Point localization data
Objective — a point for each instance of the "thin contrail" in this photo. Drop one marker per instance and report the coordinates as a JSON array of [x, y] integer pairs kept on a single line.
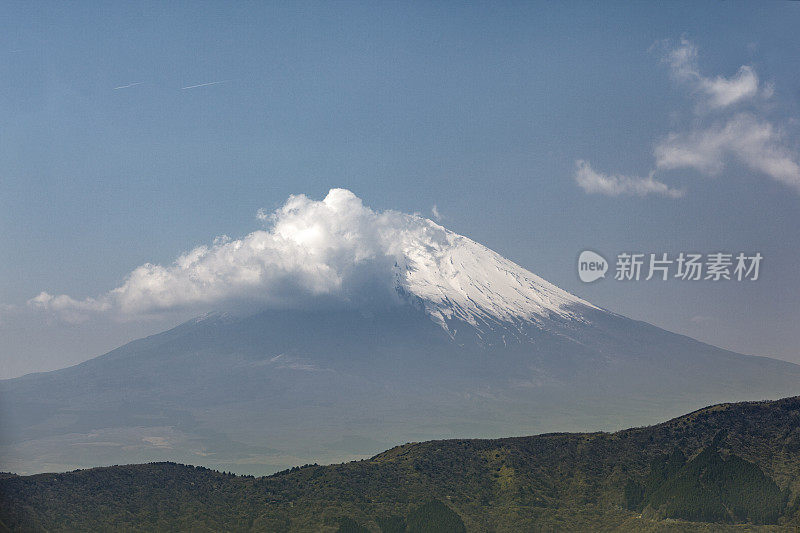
[[129, 85], [205, 84]]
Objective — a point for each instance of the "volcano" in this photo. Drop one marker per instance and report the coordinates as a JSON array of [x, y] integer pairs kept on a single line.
[[445, 339]]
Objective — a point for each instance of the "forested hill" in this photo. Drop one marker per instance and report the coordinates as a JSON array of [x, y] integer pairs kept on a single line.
[[714, 469]]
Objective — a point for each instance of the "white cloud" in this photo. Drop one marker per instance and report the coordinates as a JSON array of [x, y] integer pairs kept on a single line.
[[714, 139], [594, 182], [333, 248], [754, 143], [718, 91]]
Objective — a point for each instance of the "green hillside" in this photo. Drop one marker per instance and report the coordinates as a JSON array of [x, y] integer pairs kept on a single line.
[[727, 467]]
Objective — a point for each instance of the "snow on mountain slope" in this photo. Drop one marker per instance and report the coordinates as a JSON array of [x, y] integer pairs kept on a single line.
[[456, 278], [337, 249]]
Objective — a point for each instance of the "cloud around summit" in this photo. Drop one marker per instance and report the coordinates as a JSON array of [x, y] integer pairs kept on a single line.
[[335, 248]]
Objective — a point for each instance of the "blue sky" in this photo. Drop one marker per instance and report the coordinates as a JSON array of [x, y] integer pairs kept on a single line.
[[110, 158]]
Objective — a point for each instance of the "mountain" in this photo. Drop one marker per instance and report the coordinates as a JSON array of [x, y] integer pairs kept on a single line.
[[729, 467], [443, 338]]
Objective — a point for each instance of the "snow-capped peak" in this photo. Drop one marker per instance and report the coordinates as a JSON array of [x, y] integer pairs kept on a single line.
[[455, 278]]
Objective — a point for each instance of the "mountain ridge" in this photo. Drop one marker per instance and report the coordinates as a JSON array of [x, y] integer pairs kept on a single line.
[[564, 481]]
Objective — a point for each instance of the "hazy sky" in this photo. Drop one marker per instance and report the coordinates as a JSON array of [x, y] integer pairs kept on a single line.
[[132, 134]]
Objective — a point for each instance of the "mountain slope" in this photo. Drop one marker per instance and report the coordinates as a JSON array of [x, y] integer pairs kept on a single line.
[[447, 339], [544, 482]]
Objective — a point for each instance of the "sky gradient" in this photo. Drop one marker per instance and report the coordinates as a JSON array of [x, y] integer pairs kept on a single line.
[[134, 133]]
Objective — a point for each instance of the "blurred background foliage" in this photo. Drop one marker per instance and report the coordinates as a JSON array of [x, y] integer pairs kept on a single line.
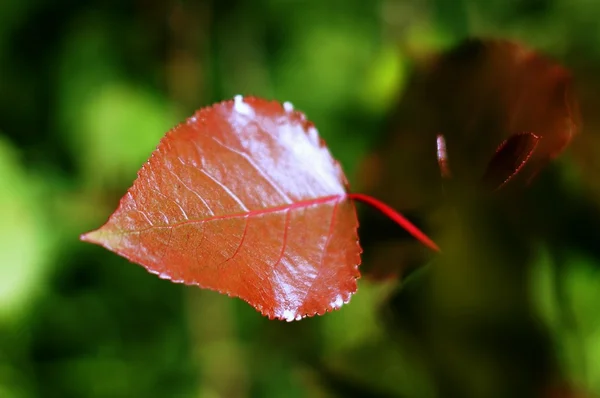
[[88, 89]]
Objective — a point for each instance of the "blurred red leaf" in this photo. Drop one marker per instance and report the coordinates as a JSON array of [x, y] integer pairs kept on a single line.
[[509, 159], [245, 199]]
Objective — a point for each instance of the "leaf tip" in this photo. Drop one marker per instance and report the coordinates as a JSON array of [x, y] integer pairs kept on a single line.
[[98, 237]]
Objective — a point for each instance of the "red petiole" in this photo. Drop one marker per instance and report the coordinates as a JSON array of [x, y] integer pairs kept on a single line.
[[397, 218]]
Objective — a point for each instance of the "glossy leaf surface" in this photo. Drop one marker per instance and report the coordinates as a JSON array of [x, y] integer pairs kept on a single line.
[[243, 198]]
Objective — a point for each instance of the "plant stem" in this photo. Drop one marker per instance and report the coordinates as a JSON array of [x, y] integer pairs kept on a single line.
[[397, 218]]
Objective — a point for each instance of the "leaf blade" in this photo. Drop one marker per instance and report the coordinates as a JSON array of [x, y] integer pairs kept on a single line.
[[220, 202]]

> **TASK BRIEF**:
Word for word, give the entries above again, with no images included.

> **EXERCISE OUTPUT**:
Objective — a point for each instance of the "thin contrail" in this photo. Drop one marker per instance and report the coordinates as a JSON array of [x, y] integer pairs kept on a single line.
[[129, 85], [205, 84]]
Objective — a point for each instance of the "volcano" in this photo. Drop one marker per instance and report the coordinates as a JSON array of [x, y] integer pairs kept on a single line.
[[445, 339]]
Objective — a point for each instance of the "forested hill" in this photo. Drop one marker per instance and report the coordinates as a JSON array of [x, y] integer pairs kept on a single line.
[[714, 469]]
Objective — a point for each instance of the "white cloud" in this photo. Drop one marker per instance and report the coordinates as a JSON array of [x, y] integer pairs kept on a single line.
[[714, 139], [594, 182], [333, 248], [754, 143], [718, 91]]
Objective — a point for each instance of the "green hillside" in this photo. Drop one marker per instance and report the coordinates as a JSON array of [x, y] integer pairs kept on a single line.
[[727, 467]]
Objective — a point for each instance of the "snow on mountain slope" in this photo. Drop one marker per instance and report the coordinates as a JSON array of [x, y] integer pairs kept on a single line.
[[456, 278], [337, 249]]
Objective — a point for each instance of the "cloud around summit" in this photo. Drop one marker per instance and report the coordinates as a JSON array of [x, y] integer pairs kept on a single line.
[[335, 248]]
Objective — a point for each instance of the "blue sky" in this photo. Drop one marker per instance and report the coordinates as a JSON array of [x, y] integer pairs kept on a single line.
[[110, 158]]
Objective — a point for each instance of the "mountain" in this photo. Drop one marker per instance and report the coordinates as a JSON array of [x, y] integer pairs kept on a single line.
[[729, 467], [443, 338]]
Objective — a point for each instance of the "snow-capped peak" in this photo. Drop one marker per instance and report the coordinates as a JSON array of [x, y] integer pairs kept on a single line.
[[455, 278]]
Objective — a point for each instance of the "mountain ridge" in this photo. Drop one marker per instance and report the coordinates as a JSON array of [x, y] integer pairs kept on a single line.
[[564, 481]]
Objective — a point for each instance of the "hazy sky" in this photo. Drop one marker per instance and report the coordinates as a JSON array of [x, y] integer pairs kept on a single line.
[[132, 134]]
Objective — a point for each instance of the "mountain slope" in this photo. Drop one marker per instance and report the coordinates as a JSON array of [x, y] integer pairs kept on a single line.
[[447, 339], [544, 482]]
Objective — a point for each instance of the "sky gradient" in this photo. Drop one marker per instance and report the coordinates as a JSON array of [x, y] integer pairs kept on a single line.
[[134, 133]]
Objective — a point for each instance of the "blurred background foliage" in this photo. Drop one marker per instance and report the coordinates as a JSON array of [x, y] integer pairs kept on a single line.
[[88, 89]]
Objective — a point for each instance of the "blurred red leaf" in this photo. Drop one marker per instance and report the coordinates as a JSON array of [x, y] integer pairs kept on a single line.
[[509, 159], [245, 199]]
Objective — a point for each instance of the "leaf tip" in this photo. Drop one marker per instance and report the coordinates as a JSON array of [x, y] integer pairs kept on a single line.
[[98, 237]]
Objective — a point for each instance of the "red petiole" in this photo. Drop one marker per instance and report the coordinates as a JSON array of [x, y] integer pairs kept on a single line.
[[397, 218]]
Objective — a point for each instance of the "glossy leaf surface" in this photo. Drop one marker per instance and report the coordinates as a JSON array of [x, y] integer pairs kept on a single line.
[[243, 198]]
Objective — a point for each instance of the "plant stem" in this photo. Drop one marker per instance and report the coordinates as a JSON array of [x, y] integer pairs kept on a single line.
[[397, 218]]
Objective — a point for each instance of the "leaf blade" in this photo. Drop one marker per instance and report the coordinates as a JSON array of [x, y] integer pairs kept on a single line.
[[220, 202]]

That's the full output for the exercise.